> [Tasks to carry out]
A - Answer these from the introduction on eugenics:
(i) In what year was the word eugenics coined, and by whom?
(ii) Around what decade did the modern notion of eugenics first begin to emerge?
(iii) In Britain, what did eugenics originate primarily as a means to do?
B - Pick up the introduction on eugenics after its last sentence and continue writing it.

60: Eugenics Old and New

Introduction

Carolyn Burdett

new formations 60 Eugenics Old and NewIn many parts of the world, especially the wealthier parts, advances in biotechnology are transforming the processes of human reproduction. Prenatal testing and screening procedures, genetic counselling, birth control, and in vitro fertilisation are commonplace in most advanced economies. DNA profiling and databanks, egg donations, frozen egg cells, sperm banks, extra-uterine experimentation, preimplantation genetic diagnosis, gene-modification, genetic therapeutics, stem-cell research, organ-breeding, the ability to harvest large numbers of embryos, germ-line engineering, reprogenetics, ‘designer babies’, human cloning – these existing and potential manifestations of the extraordinary biotechnological advances made over the last half-century have already made significant inroads upon the expectation of an unmanipulated genetic heritage. The prospect of eradicating debilitating genetic disease is presented by some sections of the biomedical community as a near-future likelihood but, alongside the optimism for transformed healthcare, there are rumbles of alarm both about the efficacy of current regulatory systems for overseeing such biotechnological transformations and also about the possibility of assessing their profound ethical implications.

This special issue of new formations explores the ways in which a posthuman future – seemingly so nearly (or already) upon us – is potentially also a eugenic future. The modern notion of eugenics first began to emerge around the 1860s, when the meaning of heredity made a decisive shift to include, along with the familiar forms of succession to status, land, wealth and office, the properties of organic beings. The word eugenics was coined in 1883 when Darwin’s cousin, Francis Galton,

gave precise formulation to the ambitions of a newly professionalised, moralised, and middle-class notion of inheritance and what it means to be ‘well born’.1 Bodily health, mental aptitude, and moral quality are inherited, Galton argued, and therefore managing the random and unruly chances of reproduction was a responsibility that needed to be understood and accepted by all, from the individual to the state. In civilised society, natural selection must be superseded by rational selection if evolutionary progress was to be maintained. If an individual’s reproductive inclinations and behaviour ran counter to the collective good, then the state must intervene in order to stay and reverse the forces of human biological and social degeneration.

By the early decades of the twentieth century eugenics was associated with state policies. These ranged from educational measures aimed at fostering a ‘eugenic conscience’, to forms of taxation and family policy, the segregation of those deemed mentally ‘unfit’, and all the way through to forced compulsory sterilisation. Eugenics proved an immensely flexible idea, taking different ideological and practical forms in different parts of Europe and the United States. In Britain it originated primarily as a means to curb, control and reform an urbanised working class, the social ‘residuum’ associated with city slums, squalid living conditions, and a relatively high birth rate; elsewhere, it found other expressions, centring on mental health in Germany, for example, and closely associated with discourses of race in the United States. This adaptability was no doubt in part a consequence of the way in which eugenics attracted support from across the political spectrum. Its legitimacy and its popularity were only definitively challenged in the wake of the Second World War when the eugenic ideal was generally seen to have come to grief amidst revelations of Nazi atrocities.

(Stored items from a collection)
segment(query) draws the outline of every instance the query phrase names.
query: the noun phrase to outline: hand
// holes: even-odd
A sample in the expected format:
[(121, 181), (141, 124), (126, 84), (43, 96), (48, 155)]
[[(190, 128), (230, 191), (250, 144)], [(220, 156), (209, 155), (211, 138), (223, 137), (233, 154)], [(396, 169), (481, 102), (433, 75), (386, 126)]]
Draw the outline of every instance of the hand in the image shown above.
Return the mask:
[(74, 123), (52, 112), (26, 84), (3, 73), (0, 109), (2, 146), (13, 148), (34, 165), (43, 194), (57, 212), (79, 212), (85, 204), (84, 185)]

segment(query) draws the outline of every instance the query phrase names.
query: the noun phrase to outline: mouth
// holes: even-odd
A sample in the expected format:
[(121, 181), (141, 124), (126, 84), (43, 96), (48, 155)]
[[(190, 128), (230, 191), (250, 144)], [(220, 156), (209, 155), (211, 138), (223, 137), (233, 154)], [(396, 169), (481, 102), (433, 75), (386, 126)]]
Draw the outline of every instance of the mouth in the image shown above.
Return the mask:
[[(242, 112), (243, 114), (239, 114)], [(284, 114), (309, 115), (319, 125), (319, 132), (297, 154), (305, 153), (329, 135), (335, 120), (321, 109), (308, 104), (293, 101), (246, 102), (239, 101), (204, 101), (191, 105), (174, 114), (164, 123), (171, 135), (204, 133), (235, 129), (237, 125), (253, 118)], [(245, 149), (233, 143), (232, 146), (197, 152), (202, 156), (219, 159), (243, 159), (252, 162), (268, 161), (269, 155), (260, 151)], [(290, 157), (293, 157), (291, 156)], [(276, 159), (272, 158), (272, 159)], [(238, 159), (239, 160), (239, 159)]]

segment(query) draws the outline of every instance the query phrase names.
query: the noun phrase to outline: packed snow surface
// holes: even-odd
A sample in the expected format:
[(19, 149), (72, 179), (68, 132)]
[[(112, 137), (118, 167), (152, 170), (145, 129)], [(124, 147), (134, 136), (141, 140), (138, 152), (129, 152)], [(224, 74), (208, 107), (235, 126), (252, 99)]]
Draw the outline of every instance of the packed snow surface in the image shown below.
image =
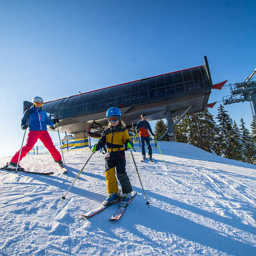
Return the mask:
[[(64, 152), (63, 174), (50, 155), (27, 156), (26, 169), (0, 170), (0, 255), (256, 255), (256, 167), (182, 143), (159, 143), (154, 163), (133, 154), (126, 170), (138, 193), (121, 219), (118, 203), (90, 218), (80, 215), (106, 196), (104, 155), (94, 154), (61, 201), (91, 152)], [(10, 158), (0, 158), (3, 166)]]

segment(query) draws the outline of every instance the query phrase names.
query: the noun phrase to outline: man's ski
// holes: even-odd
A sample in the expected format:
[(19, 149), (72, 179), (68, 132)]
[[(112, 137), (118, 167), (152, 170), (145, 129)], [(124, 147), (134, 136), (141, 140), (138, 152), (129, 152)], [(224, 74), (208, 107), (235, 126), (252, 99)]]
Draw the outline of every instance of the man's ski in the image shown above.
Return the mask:
[(123, 215), (123, 214), (127, 208), (128, 205), (130, 204), (132, 201), (132, 200), (136, 194), (137, 192), (132, 191), (132, 197), (131, 198), (131, 200), (126, 205), (126, 206), (125, 207), (120, 207), (120, 208), (119, 208), (119, 209), (118, 209), (118, 210), (117, 210), (117, 211), (109, 218), (109, 220), (119, 220)]
[[(5, 170), (6, 171), (13, 171), (13, 172), (15, 172), (15, 169), (10, 169), (8, 168), (0, 168), (0, 170)], [(31, 171), (26, 171), (24, 169), (18, 169), (18, 170), (17, 170), (17, 172), (22, 172), (23, 173), (35, 173), (35, 174), (42, 174), (43, 175), (51, 175), (52, 174), (53, 174), (54, 173), (53, 172), (50, 172), (49, 173), (41, 173), (41, 172), (32, 172)]]
[(100, 212), (101, 211), (102, 211), (106, 209), (106, 208), (108, 208), (109, 207), (109, 206), (111, 206), (111, 205), (113, 205), (113, 204), (115, 204), (115, 203), (118, 203), (118, 202), (120, 202), (121, 200), (122, 200), (122, 198), (121, 197), (120, 198), (118, 199), (117, 200), (114, 201), (113, 203), (112, 203), (111, 204), (109, 204), (108, 205), (106, 205), (104, 206), (103, 205), (101, 205), (98, 208), (96, 208), (94, 210), (92, 210), (90, 211), (88, 211), (88, 212), (85, 213), (84, 214), (82, 214), (80, 216), (81, 218), (90, 218), (90, 217), (92, 217), (94, 215), (96, 215), (97, 213)]

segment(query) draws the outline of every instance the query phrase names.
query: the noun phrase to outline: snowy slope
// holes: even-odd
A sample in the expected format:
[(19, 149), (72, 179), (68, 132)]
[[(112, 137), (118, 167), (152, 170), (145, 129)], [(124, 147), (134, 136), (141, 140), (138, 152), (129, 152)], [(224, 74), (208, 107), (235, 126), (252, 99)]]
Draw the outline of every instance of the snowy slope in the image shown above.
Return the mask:
[[(157, 149), (154, 164), (134, 153), (149, 208), (126, 153), (138, 194), (115, 222), (108, 218), (118, 204), (88, 220), (79, 217), (106, 196), (99, 152), (63, 202), (88, 150), (64, 153), (67, 175), (49, 154), (26, 156), (21, 164), (53, 176), (0, 171), (0, 255), (256, 255), (256, 166), (181, 143), (159, 145), (164, 162)], [(0, 158), (0, 166), (9, 161)]]

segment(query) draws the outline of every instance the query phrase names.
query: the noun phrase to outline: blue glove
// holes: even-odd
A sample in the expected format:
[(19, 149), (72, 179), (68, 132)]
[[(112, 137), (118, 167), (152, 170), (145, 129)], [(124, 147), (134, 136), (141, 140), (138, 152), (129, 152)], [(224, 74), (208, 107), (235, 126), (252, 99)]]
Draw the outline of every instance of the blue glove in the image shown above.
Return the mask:
[(98, 151), (101, 150), (101, 148), (102, 145), (101, 145), (101, 143), (99, 142), (98, 142), (94, 145), (91, 149), (91, 151), (95, 152), (95, 151)]
[(132, 149), (134, 147), (134, 144), (132, 140), (127, 140), (125, 142), (125, 147), (124, 150), (127, 151), (128, 149)]

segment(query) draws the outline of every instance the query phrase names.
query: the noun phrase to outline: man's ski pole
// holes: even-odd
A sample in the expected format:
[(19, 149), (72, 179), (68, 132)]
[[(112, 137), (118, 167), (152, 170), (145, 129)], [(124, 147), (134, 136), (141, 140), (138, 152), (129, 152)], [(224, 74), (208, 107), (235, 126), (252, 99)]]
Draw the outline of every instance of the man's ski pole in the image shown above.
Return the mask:
[(16, 166), (16, 170), (15, 170), (15, 173), (17, 173), (17, 170), (18, 169), (18, 167), (19, 166), (19, 158), (20, 158), (20, 155), (21, 154), (21, 151), (22, 150), (22, 146), (23, 146), (23, 143), (24, 142), (24, 139), (25, 138), (25, 135), (26, 134), (26, 130), (25, 129), (25, 132), (24, 133), (24, 135), (23, 136), (23, 139), (22, 140), (22, 143), (21, 143), (21, 147), (20, 147), (20, 150), (19, 151), (19, 158), (18, 158), (18, 162), (17, 163), (17, 166)]
[(162, 153), (161, 152), (161, 149), (160, 149), (160, 147), (159, 146), (159, 145), (158, 144), (158, 143), (157, 143), (157, 140), (156, 140), (156, 138), (155, 137), (154, 137), (154, 139), (155, 139), (155, 142), (156, 142), (157, 145), (158, 146), (159, 150), (160, 151), (160, 154), (161, 154), (161, 155), (162, 156), (162, 158), (163, 158), (163, 160), (164, 161), (165, 159), (164, 159), (164, 157), (163, 156), (163, 155), (162, 154)]
[(143, 192), (144, 193), (144, 196), (145, 196), (145, 199), (146, 199), (146, 201), (147, 203), (146, 204), (148, 206), (148, 208), (149, 208), (149, 202), (147, 200), (147, 196), (146, 196), (146, 194), (145, 193), (145, 191), (144, 191), (144, 188), (143, 188), (143, 185), (142, 185), (142, 182), (141, 182), (141, 180), (140, 179), (140, 177), (139, 177), (139, 171), (138, 171), (138, 168), (137, 168), (137, 166), (136, 165), (136, 163), (135, 162), (135, 160), (134, 160), (134, 158), (133, 157), (133, 154), (132, 154), (132, 149), (130, 151), (131, 154), (132, 154), (132, 160), (133, 160), (133, 162), (134, 163), (134, 165), (135, 166), (135, 169), (136, 169), (136, 171), (137, 171), (137, 174), (138, 174), (138, 177), (139, 177), (139, 182), (140, 182), (140, 184), (141, 185), (141, 187), (142, 188), (142, 190), (143, 191)]
[(63, 159), (63, 162), (64, 163), (64, 164), (66, 165), (66, 164), (65, 163), (65, 160), (64, 160), (63, 151), (62, 150), (62, 145), (61, 145), (61, 142), (60, 141), (60, 132), (59, 132), (59, 125), (58, 125), (58, 123), (57, 123), (57, 128), (58, 129), (58, 134), (59, 134), (59, 139), (60, 139), (60, 148), (61, 149), (61, 153), (62, 154), (62, 159)]
[(82, 169), (81, 170), (81, 171), (80, 171), (80, 172), (79, 172), (79, 173), (78, 173), (78, 174), (77, 174), (77, 176), (76, 176), (76, 177), (75, 177), (75, 180), (74, 180), (74, 181), (73, 181), (73, 182), (72, 183), (72, 184), (71, 184), (71, 185), (70, 185), (70, 187), (69, 187), (69, 188), (68, 188), (68, 191), (67, 191), (67, 192), (66, 192), (66, 194), (65, 194), (65, 195), (64, 195), (64, 196), (62, 196), (62, 199), (61, 200), (61, 201), (62, 201), (63, 200), (63, 199), (66, 199), (66, 196), (67, 195), (67, 194), (68, 194), (68, 191), (69, 191), (69, 190), (70, 189), (70, 188), (71, 188), (71, 187), (72, 187), (72, 186), (73, 186), (73, 185), (74, 185), (74, 183), (75, 183), (75, 181), (76, 181), (76, 179), (77, 179), (77, 178), (78, 178), (78, 177), (79, 176), (79, 175), (80, 175), (80, 174), (81, 173), (82, 173), (82, 171), (83, 171), (83, 168), (84, 168), (84, 167), (85, 167), (85, 166), (87, 164), (87, 163), (89, 162), (89, 160), (90, 159), (90, 158), (92, 157), (92, 155), (96, 151), (94, 151), (93, 152), (91, 155), (90, 156), (89, 158), (88, 158), (87, 160), (86, 161), (86, 162), (84, 164), (84, 165), (83, 166), (83, 168), (82, 168)]

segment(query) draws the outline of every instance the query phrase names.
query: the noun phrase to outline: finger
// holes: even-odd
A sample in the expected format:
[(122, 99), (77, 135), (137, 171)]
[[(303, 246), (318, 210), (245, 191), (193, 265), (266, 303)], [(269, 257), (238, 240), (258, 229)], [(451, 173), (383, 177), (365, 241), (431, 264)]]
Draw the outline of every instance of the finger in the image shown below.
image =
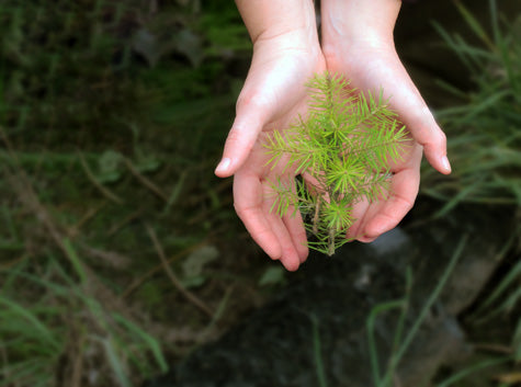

> [Exercise responses]
A -
(i) In 1883, by Francis Galton.
(ii) Around the 1860s.
(iii) To curb, control and reform an urbanised working class.

B -
In his influential 1990 book, Backdoor to Eugenics, the US-based sociologist, Troy Duster, argued that the seeming triumph of social over hereditarian theories in the 1950s, which for some seemed to consolidate the shift away from a bad moment in European history, was in fact transitory. The latter part of the twentieth century had instead witnessed a marked shift in favour of the genetic paradigm. The increasing deployment of molecular biology and bioengineering in relation to human groups support arguments that seek to assert definitive genetic correlations between race and class and categories such as mental illness, intelligence and mortality. What is remarkable for Duster is how invidious this process has been: it is a shift which includes a tacit, rarely overt, return to eugenics.2 In truth, and as many of the essays in this collection testify, eugenic thinking never really went away. Eugenic enthusiasm was certainly muted following the war but eugenic policies were still pursued, especially in European welfare democracies, where they continued until the 1970s. The importance of eugenics to the story of European welfare collectivism across the mid-twentieth century is explored here, with special attention to Sweden, in the informative contribution by Véronique Mottier and Natalia Gerodetti. Eugenics also retained ideological force in the mid-century in relation to the development of the social sciences. Gillian Swanson draws attention to the under-explored and contradictory figure of C.P. Blacker in relation to the development of social psychiatry and, in particular, the role of the family in the making of individual character. In bringing to light a forgotten network of affiliations between medical professionals, social planners and politicians in the mid-century, Swanson shows how important eugenic thinking remained. In relation to the interwar period, Lucy Bland examines a fascinating interwar investigation about race and ‘race-crossing’, illuminating how diverse groups of social researchers shared and consolidated ideas about racial types in the name of eugenic improvement.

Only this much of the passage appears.